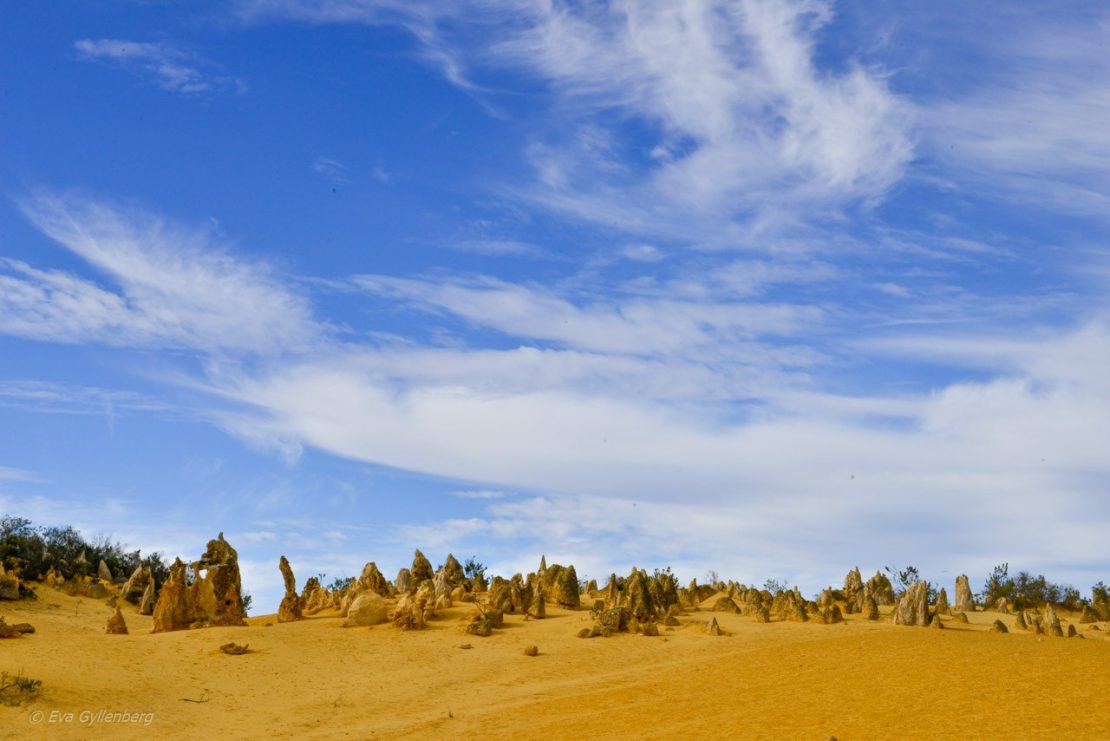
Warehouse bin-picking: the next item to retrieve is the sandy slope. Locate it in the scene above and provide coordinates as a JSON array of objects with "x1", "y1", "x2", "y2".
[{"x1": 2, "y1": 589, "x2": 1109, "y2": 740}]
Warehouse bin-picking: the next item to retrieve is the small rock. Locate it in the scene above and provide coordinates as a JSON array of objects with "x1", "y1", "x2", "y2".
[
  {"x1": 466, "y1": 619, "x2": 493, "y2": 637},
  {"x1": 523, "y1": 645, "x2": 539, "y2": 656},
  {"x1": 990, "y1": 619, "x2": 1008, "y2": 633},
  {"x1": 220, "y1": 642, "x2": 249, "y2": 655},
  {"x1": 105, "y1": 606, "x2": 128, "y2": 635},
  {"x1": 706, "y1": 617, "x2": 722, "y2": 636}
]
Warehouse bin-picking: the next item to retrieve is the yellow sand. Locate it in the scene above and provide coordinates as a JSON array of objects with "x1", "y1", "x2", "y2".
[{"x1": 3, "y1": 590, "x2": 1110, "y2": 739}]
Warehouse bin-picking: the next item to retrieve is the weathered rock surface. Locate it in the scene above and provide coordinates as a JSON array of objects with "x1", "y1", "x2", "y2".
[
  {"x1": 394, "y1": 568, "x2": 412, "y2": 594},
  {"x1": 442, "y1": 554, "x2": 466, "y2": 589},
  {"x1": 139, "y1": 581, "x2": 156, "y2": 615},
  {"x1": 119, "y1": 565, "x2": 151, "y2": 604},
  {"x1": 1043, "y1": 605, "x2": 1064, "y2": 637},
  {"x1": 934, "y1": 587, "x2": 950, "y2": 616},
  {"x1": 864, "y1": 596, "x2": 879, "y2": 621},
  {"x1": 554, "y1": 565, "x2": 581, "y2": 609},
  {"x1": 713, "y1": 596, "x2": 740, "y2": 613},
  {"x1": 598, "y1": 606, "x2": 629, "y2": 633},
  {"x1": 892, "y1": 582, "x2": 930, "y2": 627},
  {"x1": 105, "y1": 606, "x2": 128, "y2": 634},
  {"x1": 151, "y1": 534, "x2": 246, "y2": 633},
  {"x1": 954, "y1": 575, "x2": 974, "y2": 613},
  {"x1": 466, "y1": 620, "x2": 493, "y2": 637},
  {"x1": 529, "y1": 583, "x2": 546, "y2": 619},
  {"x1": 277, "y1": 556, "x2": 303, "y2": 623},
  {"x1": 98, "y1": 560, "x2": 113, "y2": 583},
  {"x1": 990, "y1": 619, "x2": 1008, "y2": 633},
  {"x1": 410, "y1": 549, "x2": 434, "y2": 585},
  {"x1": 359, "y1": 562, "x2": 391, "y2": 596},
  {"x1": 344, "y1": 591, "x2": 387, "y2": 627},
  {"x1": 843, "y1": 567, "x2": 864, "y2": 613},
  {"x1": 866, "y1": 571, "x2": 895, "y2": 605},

◆ **Activity**
Could you write out the records again exactly, omitting each image?

◆ **The completed task**
Warehouse bin-picking: the next item to retrieve is the sandy slope. Locate it in the scene above and provide coordinates as a JSON array of objects with "x1", "y1", "x2", "y2".
[{"x1": 2, "y1": 589, "x2": 1109, "y2": 740}]
Warehouse bin-picking: the next item to retrieve is the small rock. Locate it in the scene above and provide coordinates as a JSON array of objects with "x1", "y1", "x2", "y2".
[
  {"x1": 466, "y1": 619, "x2": 493, "y2": 637},
  {"x1": 523, "y1": 645, "x2": 539, "y2": 656},
  {"x1": 990, "y1": 619, "x2": 1008, "y2": 633},
  {"x1": 220, "y1": 642, "x2": 249, "y2": 655},
  {"x1": 105, "y1": 606, "x2": 128, "y2": 635},
  {"x1": 706, "y1": 617, "x2": 722, "y2": 636}
]
Warehouse bin-picking: the next item to retrieve is the yellow sand. Locate it in the scene above and provide coordinates as a JSON array of objects with "x1", "y1", "x2", "y2".
[{"x1": 3, "y1": 590, "x2": 1110, "y2": 739}]
Warehouse bin-picking: the next item to retrieve is the weathered rock surface. Locate it in the scene above and provide coordinates as a JSON array of objects with "x1", "y1", "x2", "y2".
[
  {"x1": 394, "y1": 568, "x2": 412, "y2": 594},
  {"x1": 442, "y1": 554, "x2": 466, "y2": 589},
  {"x1": 139, "y1": 581, "x2": 156, "y2": 615},
  {"x1": 119, "y1": 565, "x2": 151, "y2": 604},
  {"x1": 1043, "y1": 605, "x2": 1064, "y2": 637},
  {"x1": 934, "y1": 587, "x2": 950, "y2": 616},
  {"x1": 864, "y1": 596, "x2": 879, "y2": 621},
  {"x1": 554, "y1": 565, "x2": 581, "y2": 609},
  {"x1": 713, "y1": 596, "x2": 740, "y2": 613},
  {"x1": 598, "y1": 606, "x2": 629, "y2": 633},
  {"x1": 892, "y1": 582, "x2": 930, "y2": 627},
  {"x1": 105, "y1": 606, "x2": 128, "y2": 634},
  {"x1": 151, "y1": 534, "x2": 246, "y2": 633},
  {"x1": 954, "y1": 575, "x2": 974, "y2": 613},
  {"x1": 466, "y1": 620, "x2": 493, "y2": 637},
  {"x1": 529, "y1": 583, "x2": 546, "y2": 619},
  {"x1": 277, "y1": 556, "x2": 303, "y2": 623},
  {"x1": 98, "y1": 560, "x2": 113, "y2": 583},
  {"x1": 990, "y1": 619, "x2": 1008, "y2": 633},
  {"x1": 410, "y1": 549, "x2": 434, "y2": 585},
  {"x1": 359, "y1": 562, "x2": 391, "y2": 596},
  {"x1": 344, "y1": 591, "x2": 387, "y2": 627},
  {"x1": 843, "y1": 567, "x2": 864, "y2": 613},
  {"x1": 866, "y1": 571, "x2": 895, "y2": 605},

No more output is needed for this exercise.